Look through the records below for the line holding "The service MUST place a point on the white". Write it out exactly, with each following line through the line holding "The service MUST place a point on the hockey".
━━━━━━━━
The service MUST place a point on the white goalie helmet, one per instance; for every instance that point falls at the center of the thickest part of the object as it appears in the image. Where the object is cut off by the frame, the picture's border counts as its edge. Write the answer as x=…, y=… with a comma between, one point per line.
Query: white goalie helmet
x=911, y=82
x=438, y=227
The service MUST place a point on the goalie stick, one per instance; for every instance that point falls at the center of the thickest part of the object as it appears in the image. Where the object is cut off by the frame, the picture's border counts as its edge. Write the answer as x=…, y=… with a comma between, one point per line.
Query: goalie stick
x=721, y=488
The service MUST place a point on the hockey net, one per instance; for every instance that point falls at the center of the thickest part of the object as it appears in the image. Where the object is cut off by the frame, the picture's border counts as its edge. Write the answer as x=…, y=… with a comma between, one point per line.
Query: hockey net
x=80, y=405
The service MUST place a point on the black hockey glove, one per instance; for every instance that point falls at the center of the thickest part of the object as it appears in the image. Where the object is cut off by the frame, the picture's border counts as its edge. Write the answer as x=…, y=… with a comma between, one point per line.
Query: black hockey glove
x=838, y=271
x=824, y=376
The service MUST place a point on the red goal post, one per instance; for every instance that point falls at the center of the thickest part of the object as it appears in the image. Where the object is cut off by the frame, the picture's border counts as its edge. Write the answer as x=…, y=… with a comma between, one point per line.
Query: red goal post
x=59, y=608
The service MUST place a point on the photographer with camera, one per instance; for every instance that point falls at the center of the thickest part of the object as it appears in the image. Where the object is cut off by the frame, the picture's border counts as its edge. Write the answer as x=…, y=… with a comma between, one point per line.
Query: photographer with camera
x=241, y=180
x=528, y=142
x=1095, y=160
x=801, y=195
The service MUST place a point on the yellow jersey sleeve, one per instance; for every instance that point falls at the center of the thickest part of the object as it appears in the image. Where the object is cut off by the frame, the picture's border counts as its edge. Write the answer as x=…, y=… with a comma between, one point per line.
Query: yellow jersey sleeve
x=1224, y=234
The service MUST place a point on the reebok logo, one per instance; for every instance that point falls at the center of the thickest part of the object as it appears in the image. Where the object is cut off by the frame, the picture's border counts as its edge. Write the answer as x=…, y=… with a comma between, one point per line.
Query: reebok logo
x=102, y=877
━━━━━━━━
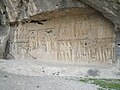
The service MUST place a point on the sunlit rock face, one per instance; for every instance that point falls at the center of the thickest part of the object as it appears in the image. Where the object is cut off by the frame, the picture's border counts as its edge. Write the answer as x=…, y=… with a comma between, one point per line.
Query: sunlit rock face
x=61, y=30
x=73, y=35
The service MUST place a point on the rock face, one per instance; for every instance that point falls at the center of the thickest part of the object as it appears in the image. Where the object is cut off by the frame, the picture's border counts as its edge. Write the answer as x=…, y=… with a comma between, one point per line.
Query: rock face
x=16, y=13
━━━━━━━━
# RESPONSE TO THE EXERCISE
The service MUST place a point on the white goalie helmet, one per instance; for every instance that point falls at the center of the thickest part of the object as it appears in the image. Where the object is cut off by the frame, the picture's border counts as its edge. Write the answer as x=…, y=… with a comma between, one point per line.
Query: white goalie helmet
x=911, y=82
x=438, y=227
The service MUST place a point on the goalie stick, one per instance; for every instance that point falls at the center of the thickest part of the object as it appears in the image. Where the object is cut off by the frame, the picture's border counts as its edge. Write the answer as x=…, y=… with a comma between, one point per line.
Query: goalie stick
x=721, y=488
The service MUST place a point on the hockey net, one per instance; for every instance that point falls at the center of the thickest part of the object as it appears in the image. Where the object is cut off by the frame, the picture's border counts as its edge. Write the answer as x=…, y=… with a comma between, one point per line.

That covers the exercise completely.